__DATA LINES__.
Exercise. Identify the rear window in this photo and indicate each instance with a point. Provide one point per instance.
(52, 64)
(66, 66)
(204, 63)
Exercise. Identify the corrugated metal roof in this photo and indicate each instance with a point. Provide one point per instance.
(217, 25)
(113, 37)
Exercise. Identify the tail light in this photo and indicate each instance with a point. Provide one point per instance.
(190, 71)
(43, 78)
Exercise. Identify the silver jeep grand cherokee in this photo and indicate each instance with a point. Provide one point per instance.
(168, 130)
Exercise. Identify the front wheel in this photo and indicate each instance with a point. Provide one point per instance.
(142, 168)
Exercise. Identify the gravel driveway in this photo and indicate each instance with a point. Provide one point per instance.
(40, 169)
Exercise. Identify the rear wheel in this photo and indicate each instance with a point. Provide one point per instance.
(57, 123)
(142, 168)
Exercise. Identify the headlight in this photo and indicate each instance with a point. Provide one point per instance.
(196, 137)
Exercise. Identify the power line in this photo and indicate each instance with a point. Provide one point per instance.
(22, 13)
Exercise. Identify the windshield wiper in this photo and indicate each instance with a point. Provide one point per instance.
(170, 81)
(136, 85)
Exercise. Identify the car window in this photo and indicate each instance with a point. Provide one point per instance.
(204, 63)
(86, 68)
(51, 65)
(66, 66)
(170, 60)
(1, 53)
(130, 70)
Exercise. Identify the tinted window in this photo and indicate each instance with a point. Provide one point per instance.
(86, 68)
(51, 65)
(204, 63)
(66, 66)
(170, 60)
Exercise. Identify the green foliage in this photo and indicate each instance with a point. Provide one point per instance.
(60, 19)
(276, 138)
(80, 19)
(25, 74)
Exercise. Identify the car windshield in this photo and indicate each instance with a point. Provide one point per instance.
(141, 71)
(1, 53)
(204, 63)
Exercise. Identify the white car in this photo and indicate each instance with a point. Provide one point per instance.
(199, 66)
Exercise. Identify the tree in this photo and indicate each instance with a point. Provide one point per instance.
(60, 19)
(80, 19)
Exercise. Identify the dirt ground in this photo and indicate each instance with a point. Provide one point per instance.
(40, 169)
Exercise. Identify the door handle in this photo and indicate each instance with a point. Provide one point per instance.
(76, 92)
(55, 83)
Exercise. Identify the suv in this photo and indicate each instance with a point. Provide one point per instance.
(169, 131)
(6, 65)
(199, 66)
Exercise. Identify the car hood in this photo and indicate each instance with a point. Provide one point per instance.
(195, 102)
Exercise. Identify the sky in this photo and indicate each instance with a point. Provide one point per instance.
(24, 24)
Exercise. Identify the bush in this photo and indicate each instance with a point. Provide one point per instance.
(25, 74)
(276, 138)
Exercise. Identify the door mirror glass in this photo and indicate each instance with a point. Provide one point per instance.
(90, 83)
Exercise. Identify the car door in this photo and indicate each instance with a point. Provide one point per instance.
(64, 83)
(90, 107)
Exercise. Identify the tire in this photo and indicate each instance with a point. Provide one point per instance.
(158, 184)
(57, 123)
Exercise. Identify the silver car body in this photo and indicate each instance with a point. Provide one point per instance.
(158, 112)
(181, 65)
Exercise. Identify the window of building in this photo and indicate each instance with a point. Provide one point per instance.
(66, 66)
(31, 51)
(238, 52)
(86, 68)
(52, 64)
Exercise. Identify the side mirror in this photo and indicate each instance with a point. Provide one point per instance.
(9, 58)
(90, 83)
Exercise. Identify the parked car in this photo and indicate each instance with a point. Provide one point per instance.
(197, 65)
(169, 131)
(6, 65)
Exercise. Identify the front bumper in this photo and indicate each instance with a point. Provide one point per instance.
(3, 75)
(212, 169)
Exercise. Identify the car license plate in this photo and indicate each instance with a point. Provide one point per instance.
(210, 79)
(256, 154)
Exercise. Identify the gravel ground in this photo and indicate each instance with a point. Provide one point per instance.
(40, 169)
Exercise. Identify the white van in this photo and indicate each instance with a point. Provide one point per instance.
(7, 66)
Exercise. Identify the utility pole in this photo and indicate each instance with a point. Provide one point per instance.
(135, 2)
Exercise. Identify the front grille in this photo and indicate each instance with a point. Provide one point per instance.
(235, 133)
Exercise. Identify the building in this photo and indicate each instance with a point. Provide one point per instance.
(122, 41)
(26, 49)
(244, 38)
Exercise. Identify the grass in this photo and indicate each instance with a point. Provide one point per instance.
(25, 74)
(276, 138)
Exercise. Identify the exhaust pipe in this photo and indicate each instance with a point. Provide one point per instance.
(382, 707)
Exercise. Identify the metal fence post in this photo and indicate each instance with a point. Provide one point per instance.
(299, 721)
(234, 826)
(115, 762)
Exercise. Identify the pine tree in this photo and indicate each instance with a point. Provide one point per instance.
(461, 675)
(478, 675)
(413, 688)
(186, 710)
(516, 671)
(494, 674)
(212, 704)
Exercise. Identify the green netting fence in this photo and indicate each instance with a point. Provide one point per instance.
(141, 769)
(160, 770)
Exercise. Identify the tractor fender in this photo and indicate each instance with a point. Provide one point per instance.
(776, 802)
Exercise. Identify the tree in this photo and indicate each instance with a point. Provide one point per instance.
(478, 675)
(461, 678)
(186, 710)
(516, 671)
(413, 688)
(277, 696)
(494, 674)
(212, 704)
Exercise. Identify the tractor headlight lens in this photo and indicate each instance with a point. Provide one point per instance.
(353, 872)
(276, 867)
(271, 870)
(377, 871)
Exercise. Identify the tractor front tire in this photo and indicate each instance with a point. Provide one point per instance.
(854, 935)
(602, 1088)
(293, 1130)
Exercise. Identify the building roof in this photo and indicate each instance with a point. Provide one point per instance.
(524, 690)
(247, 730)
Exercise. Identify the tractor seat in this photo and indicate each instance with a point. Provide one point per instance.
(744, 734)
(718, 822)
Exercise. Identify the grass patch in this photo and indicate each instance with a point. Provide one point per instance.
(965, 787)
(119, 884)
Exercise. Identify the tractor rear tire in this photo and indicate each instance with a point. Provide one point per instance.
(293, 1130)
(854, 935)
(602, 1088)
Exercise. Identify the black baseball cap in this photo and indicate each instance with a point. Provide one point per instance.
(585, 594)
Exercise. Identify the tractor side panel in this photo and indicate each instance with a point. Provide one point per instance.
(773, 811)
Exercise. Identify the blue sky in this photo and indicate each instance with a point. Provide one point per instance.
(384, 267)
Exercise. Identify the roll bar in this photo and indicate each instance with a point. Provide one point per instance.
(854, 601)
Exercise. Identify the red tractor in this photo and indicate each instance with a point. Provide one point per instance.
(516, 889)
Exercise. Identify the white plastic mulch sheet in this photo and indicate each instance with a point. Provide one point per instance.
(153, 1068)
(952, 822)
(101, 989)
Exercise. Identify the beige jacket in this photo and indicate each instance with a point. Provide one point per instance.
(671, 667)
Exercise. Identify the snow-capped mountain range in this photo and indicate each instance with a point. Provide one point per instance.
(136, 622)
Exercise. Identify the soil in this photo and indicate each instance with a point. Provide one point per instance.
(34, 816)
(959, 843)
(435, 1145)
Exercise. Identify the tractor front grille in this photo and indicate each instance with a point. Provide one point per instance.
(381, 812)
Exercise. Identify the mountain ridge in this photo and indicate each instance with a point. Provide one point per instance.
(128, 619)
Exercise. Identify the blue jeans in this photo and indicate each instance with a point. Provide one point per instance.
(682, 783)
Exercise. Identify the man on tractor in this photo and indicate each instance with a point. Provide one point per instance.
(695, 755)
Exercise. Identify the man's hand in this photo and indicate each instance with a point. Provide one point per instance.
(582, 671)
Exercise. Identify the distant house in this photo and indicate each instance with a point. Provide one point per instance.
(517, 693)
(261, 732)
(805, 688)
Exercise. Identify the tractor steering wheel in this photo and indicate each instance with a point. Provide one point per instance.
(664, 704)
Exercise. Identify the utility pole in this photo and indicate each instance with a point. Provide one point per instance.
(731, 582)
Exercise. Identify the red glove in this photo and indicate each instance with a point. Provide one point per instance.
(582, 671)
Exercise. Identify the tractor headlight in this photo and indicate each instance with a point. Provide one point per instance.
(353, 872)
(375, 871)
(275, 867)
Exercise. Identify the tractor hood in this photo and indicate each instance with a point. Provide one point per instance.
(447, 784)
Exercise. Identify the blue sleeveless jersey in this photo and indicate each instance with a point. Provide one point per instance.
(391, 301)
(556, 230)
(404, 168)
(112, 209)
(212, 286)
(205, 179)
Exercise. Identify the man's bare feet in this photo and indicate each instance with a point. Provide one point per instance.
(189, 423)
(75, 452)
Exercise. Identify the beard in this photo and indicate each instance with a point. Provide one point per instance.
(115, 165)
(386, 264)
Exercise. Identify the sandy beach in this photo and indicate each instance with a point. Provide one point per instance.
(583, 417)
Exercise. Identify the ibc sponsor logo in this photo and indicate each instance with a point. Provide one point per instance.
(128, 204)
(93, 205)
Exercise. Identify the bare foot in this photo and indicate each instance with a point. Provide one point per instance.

__GOAL__. Reproduce exactly, with nothing added, the lines from the one that contains "Exercise. Identify the man's bare" to the end of the data.

__SOLUTION TO THE PROBLEM__.
Exercise. Identify the man's bare feet in this photo and indicate each instance with a point. Provide one point per instance.
(189, 423)
(75, 452)
Exercise. Identify the beard in this photo and indicate each instance with a point. Provide one point per instance.
(115, 165)
(386, 264)
Exercise. Identify the sandy beach in this photo and indicate each instance with a point. Provide one point per instance.
(583, 417)
Exercise. Identify the ibc sponsor logo in this photo and indicate each instance with a point. Provide one point per instance.
(128, 204)
(93, 205)
Exercise. Identify the bare foot in this photo and indicate each instance with a point. Provide one point per instance.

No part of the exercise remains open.